>> start

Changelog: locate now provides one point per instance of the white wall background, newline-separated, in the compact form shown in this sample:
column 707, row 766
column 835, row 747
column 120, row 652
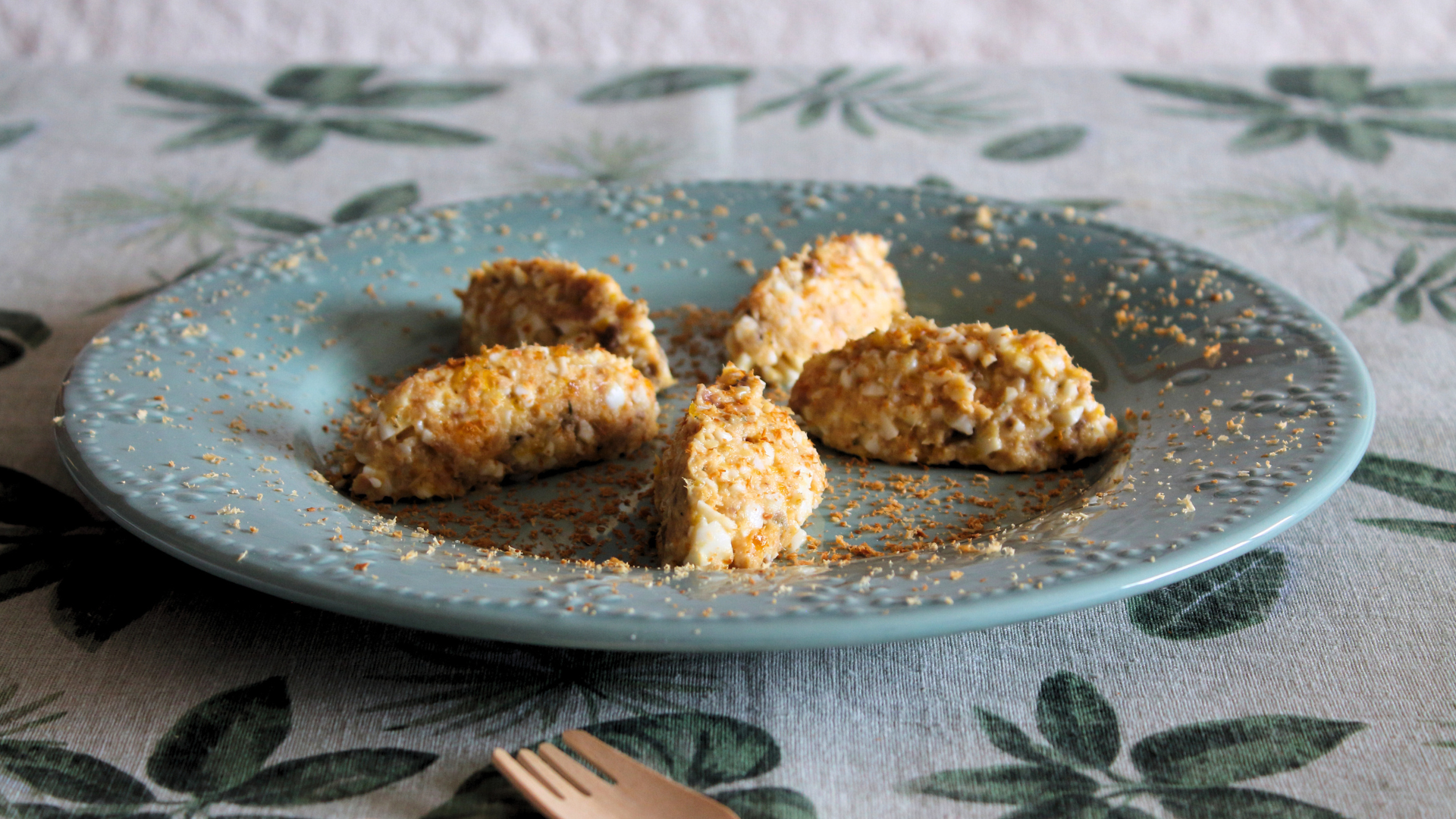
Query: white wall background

>> end

* Task details
Change every "white wall background" in these rows to "plain wall background" and keep everything else the same. Leave the pictures out of your answer.

* Answer to this task
Changelog: locate now provides one point per instance of the plain wall background, newline-separated, in the compact form shown in this sample:
column 707, row 766
column 835, row 747
column 120, row 652
Query: plain wall background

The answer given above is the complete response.